[Image location labeling entries]
______________________________

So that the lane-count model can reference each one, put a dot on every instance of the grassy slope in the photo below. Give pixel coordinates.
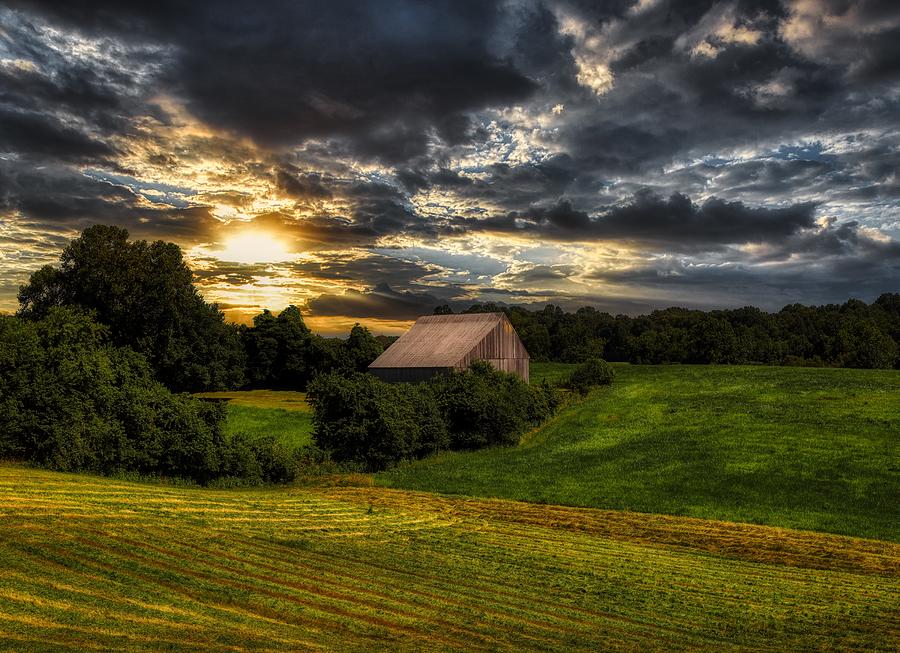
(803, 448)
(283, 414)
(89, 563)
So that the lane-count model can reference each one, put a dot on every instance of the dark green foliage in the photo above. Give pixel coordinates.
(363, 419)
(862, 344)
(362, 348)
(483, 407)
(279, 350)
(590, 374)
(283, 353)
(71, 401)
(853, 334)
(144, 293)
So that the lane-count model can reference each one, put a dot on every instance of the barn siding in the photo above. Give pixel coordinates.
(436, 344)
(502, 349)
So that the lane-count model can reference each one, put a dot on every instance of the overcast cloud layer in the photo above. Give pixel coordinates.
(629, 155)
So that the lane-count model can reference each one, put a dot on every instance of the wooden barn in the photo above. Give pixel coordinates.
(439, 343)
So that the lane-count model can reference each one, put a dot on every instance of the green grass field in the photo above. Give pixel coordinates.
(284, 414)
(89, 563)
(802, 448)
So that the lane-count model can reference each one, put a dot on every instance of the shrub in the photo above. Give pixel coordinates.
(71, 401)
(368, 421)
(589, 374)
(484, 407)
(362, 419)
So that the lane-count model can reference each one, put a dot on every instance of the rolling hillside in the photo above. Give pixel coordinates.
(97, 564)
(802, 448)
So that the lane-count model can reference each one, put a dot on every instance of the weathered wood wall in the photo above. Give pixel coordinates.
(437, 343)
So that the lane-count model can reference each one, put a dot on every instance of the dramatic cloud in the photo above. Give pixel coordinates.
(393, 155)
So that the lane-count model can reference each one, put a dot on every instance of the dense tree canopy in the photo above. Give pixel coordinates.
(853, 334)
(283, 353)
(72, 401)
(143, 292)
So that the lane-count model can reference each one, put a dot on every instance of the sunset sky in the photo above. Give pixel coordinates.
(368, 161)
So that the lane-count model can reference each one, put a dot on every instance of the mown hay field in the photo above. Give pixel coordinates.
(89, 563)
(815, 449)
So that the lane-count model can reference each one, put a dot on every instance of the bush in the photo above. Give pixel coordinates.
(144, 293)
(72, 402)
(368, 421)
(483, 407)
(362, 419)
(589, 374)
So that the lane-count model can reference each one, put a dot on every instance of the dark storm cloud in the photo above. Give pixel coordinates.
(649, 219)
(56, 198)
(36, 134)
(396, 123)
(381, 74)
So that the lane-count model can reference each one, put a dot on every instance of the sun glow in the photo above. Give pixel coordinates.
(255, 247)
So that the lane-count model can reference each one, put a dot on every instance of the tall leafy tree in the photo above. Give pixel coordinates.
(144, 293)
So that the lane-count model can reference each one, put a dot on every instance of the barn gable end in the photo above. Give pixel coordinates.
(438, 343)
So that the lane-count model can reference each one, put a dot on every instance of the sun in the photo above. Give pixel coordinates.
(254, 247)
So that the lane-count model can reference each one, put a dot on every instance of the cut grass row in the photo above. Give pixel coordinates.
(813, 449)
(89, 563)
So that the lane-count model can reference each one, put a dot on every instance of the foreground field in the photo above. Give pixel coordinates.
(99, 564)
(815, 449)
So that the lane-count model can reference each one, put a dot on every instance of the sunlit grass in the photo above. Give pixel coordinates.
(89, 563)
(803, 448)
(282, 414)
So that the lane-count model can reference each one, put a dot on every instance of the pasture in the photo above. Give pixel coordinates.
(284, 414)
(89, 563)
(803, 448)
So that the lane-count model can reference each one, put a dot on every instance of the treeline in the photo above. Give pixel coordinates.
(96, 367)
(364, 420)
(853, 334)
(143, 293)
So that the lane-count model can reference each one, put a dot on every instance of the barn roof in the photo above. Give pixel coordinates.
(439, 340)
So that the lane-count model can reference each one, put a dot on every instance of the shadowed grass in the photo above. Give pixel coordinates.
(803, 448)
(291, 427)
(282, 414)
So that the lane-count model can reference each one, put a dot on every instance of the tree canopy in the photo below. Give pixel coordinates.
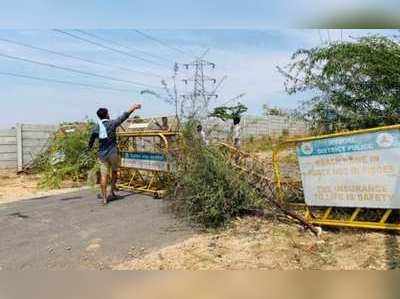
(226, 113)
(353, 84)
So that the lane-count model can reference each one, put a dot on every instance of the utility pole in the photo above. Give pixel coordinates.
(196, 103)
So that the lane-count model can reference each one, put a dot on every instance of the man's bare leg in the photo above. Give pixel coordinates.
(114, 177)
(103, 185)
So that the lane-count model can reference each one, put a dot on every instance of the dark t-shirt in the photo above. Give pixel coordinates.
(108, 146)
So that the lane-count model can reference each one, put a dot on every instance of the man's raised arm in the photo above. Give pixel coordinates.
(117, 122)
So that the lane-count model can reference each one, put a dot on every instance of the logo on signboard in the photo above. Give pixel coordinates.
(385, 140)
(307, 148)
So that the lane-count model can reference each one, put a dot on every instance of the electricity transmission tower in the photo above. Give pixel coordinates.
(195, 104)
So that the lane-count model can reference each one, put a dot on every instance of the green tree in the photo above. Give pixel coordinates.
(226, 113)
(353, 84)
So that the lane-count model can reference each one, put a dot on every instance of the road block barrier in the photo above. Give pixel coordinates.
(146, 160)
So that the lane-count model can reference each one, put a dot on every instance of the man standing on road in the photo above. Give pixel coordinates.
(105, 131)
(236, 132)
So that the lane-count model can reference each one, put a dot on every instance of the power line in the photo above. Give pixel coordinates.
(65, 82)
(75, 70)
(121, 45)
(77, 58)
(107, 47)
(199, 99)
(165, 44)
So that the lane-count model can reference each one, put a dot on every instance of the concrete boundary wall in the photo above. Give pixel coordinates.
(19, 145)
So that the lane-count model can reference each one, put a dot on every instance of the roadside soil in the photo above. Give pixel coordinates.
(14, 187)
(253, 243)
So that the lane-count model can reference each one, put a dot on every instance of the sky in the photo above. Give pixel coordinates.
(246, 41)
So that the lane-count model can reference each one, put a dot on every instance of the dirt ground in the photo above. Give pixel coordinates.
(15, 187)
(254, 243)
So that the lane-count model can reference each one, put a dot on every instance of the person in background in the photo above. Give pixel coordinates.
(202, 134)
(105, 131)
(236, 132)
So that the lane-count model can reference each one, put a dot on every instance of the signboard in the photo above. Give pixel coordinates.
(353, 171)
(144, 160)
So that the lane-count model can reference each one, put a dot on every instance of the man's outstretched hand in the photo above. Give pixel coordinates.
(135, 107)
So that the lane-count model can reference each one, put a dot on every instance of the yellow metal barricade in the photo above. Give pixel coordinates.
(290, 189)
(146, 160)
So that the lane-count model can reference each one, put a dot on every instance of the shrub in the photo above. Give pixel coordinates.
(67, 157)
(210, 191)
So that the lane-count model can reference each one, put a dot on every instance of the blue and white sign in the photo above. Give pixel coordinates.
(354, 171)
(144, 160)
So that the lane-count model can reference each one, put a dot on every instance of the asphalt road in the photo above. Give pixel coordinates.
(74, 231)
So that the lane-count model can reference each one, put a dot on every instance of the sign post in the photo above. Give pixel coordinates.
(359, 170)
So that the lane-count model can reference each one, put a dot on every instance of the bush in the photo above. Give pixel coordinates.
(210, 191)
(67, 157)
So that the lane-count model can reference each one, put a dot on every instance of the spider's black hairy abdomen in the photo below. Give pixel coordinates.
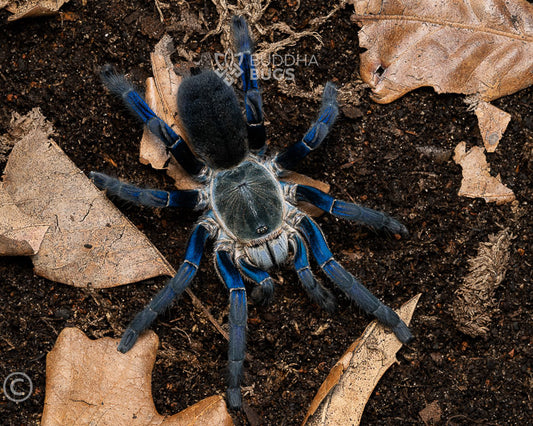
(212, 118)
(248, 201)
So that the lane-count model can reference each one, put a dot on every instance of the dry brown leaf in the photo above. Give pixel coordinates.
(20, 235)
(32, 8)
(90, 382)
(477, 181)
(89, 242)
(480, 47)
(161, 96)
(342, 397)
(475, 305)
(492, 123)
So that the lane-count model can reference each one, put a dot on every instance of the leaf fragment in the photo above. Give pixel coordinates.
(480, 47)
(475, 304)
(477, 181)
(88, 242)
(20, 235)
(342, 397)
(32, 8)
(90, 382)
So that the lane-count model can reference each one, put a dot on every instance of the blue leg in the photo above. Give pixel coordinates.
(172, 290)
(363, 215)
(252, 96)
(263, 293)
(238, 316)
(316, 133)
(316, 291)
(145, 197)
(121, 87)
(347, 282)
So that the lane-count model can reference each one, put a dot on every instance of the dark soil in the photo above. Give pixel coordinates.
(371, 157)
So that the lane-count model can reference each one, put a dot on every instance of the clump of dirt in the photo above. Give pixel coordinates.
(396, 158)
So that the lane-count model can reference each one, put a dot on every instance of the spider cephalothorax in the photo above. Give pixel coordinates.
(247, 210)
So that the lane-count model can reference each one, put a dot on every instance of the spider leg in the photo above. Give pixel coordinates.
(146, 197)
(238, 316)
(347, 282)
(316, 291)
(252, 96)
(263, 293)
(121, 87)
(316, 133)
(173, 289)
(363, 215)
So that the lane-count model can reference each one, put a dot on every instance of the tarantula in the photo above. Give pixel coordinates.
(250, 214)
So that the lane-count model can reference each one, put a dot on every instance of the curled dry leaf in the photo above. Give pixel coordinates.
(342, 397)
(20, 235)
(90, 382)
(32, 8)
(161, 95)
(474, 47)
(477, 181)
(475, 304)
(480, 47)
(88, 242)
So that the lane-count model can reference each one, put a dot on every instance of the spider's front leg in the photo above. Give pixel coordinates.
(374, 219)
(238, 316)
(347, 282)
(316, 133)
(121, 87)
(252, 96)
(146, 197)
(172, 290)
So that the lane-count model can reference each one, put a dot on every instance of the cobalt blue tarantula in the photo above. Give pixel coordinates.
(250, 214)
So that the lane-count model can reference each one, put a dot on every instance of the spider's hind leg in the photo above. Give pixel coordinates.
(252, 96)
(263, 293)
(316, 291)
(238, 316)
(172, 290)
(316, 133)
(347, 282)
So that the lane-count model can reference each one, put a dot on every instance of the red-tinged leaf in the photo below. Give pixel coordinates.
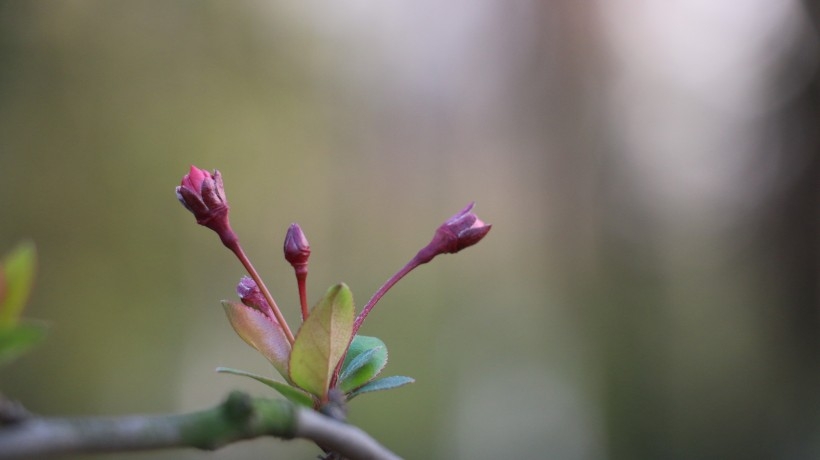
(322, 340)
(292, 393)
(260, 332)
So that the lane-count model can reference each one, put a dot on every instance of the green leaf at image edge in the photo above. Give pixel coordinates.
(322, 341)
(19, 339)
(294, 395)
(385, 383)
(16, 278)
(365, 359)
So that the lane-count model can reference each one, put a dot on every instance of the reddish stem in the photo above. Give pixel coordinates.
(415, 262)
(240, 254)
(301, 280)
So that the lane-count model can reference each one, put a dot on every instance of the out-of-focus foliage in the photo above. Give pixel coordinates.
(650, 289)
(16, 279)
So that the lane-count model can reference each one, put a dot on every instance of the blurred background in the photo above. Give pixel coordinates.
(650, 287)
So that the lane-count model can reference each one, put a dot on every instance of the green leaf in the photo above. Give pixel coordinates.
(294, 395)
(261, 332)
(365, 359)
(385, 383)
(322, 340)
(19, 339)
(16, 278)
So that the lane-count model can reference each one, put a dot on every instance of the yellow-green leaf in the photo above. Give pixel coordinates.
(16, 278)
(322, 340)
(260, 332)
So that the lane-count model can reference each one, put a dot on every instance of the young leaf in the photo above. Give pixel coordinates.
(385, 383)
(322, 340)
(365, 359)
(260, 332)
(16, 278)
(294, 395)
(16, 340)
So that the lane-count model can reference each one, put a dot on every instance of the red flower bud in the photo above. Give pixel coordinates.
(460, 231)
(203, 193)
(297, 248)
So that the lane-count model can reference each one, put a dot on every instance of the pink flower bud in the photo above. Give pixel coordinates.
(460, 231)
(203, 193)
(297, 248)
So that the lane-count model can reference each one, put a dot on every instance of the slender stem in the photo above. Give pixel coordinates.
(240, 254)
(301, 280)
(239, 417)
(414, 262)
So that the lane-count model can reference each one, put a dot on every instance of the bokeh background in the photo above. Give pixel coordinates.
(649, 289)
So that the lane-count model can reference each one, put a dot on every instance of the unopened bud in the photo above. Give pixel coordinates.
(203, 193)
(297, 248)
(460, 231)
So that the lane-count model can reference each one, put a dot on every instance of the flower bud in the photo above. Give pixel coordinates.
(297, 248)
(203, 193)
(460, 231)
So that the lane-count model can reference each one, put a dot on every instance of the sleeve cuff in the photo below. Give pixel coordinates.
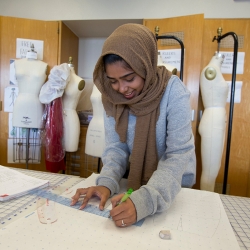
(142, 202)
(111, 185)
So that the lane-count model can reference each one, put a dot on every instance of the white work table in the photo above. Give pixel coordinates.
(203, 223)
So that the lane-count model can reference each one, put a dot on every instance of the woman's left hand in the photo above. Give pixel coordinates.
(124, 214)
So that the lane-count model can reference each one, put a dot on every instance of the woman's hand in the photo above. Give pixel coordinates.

______________________________

- _PROBLEM DESCRIPTION_: Print the lines from the one holding "of the flower" through the last line of the records, word for word, and omit the pictures.

- _WORKED ANSWER_:
So that the lane-count model can reference each one, put a dot on every instance of the flower bud in the photo above. Give pixel coordinates.
(297, 248)
(203, 193)
(460, 231)
So that the lane-count model can reference each one, put a dot on every instance of the sleeve cuff in the photo below. Give pixel coordinates.
(142, 202)
(111, 185)
So that the lane-count model can reference each one, put a dot on every instance of the white work table in the photo above. Give pixel coordinates.
(203, 223)
So that the lane-count model can reference each one, put a dot on every instance of the woman's left hand in the photo above. Give pixel coordinates.
(124, 214)
So that the lane-count model can reference each one, put a dot on every instance of the woman's hand in the photo above. Give pixel coordinates.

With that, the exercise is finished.